___ Source ___
Un matin comme un autre sur France
Inter. Augustin Trapenard commence son émission par son petit édito quotidien.
Aujourd’hui, il évoque le décès de Rémi Fraisse, et invoque René Girard, anthropologue,
auteur de « La violence et le sacré ». Selon le journaliste, ce mort anonyme, cet
innocent « sans grand engagement » (Pourquoi sans grand engagement ?
Parce qu’il était pacifiste ?) n’aurait été qu’un témoin transformé en « martyr
et en saint ». Passons sur l’emploi de ce langage religieux n’ayant d’autre
but, conscient ou pas, que de réduire la révolte suscitée par ce drame à des lamentations
de fidèles plus ou moins arriérés. En fait, il va beaucoup plus loin. S’appuyant
sur les travaux du chercheur cité plus haut, il voit en ce jeune homme une victime
sacrificielle, le bouc émissaire nécessaire à toute société, détournant sa
violence vers un seul individu, lequel servira ainsi à ramener la paix autour
de son cadavre. Dès lors, comme il le dit lui-même, « Est-ce bien
important de savoir qui a lancé la grenade ? Ne vaut-il pas mieux assumer
notre violence archétypale et sacrificielle ? » Il termine en
ajoutant que « C’est bien plus dérangeant, mais au moins, qu’on aille de l’avant ! »
Mais pour qui est-ce dérangeant ?
Pour nous tous, bien sûr. Nous qui sommes si violents, sans le savoir et
apparemment sans « l’assumer ». Ce n’est certainement pas dérangeant pour
les autorités, lesquelles se voient tout à coup dédouanées par ces considérations
« savantes » et se voulant au-dessus de la mêlée. Car il s’agit bien
ici de violence d’État. L’oublier purement et simplement, la confondre avec
celle, pulsionnelle, que tout individu porte en lui, est une supercherie. Lui
attribuer un sens mythique est un moyen particulièrement insidieux, parce que se
réclamant d’une pensée dite intelligente, de le décharger de toute
responsabilité. Quant à « aller de l’avant » ! Belle avancée en
effet que de nous ramener sans cesse à notre passé religieux, et à ce qu’il y a
de plus primitif en nous pour nous éviter de réfléchir à ce que doit être toute
organisation sociale, notamment pour ce qui touche à l’insurrection et à la répression
qui y répond.
___
**Consigne**
D'après le texte consacré à l'édito d'Augustin Trapenard, de quel ouvrage l'anthropologue René Girard est-il l'auteur ? Veuillez vous fonder exclusivement sur le texte.
___ Données du corpus ___
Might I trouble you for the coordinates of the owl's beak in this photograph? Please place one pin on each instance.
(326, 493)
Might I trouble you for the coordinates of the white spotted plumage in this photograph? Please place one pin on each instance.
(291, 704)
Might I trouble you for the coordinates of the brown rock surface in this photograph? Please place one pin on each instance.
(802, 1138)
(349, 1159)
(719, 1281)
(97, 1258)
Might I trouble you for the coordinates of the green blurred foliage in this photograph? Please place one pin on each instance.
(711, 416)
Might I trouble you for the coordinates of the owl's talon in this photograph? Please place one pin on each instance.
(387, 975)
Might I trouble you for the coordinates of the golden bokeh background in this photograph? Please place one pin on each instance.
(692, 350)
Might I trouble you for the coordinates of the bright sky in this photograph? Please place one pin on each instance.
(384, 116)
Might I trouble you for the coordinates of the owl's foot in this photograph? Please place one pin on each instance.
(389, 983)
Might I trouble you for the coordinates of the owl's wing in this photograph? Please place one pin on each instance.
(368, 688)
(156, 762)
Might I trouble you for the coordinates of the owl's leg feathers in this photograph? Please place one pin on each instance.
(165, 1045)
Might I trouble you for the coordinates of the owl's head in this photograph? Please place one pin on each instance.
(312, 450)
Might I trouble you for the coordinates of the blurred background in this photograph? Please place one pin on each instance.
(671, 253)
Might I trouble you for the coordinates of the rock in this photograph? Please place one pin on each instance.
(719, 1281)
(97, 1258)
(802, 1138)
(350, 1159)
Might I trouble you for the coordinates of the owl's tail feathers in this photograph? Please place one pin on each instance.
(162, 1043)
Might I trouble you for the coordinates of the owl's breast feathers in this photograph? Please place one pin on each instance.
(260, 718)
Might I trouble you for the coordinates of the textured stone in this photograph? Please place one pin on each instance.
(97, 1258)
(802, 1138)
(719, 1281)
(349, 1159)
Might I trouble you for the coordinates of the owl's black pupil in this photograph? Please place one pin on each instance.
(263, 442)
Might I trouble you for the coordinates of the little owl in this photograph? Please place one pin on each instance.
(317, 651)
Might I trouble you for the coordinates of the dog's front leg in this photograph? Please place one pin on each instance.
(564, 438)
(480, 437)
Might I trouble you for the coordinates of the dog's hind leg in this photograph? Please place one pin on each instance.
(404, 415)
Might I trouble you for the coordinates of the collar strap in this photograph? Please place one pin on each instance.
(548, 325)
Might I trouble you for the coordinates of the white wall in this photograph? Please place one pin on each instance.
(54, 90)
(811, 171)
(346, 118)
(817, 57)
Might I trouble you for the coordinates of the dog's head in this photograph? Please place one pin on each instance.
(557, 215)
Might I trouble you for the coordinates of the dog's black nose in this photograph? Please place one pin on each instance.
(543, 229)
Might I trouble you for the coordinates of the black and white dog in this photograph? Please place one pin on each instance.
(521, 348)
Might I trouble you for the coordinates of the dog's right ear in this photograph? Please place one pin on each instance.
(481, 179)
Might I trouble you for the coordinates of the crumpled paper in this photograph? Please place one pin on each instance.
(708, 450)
___
**Corrigé**
« La violence et le sacré ».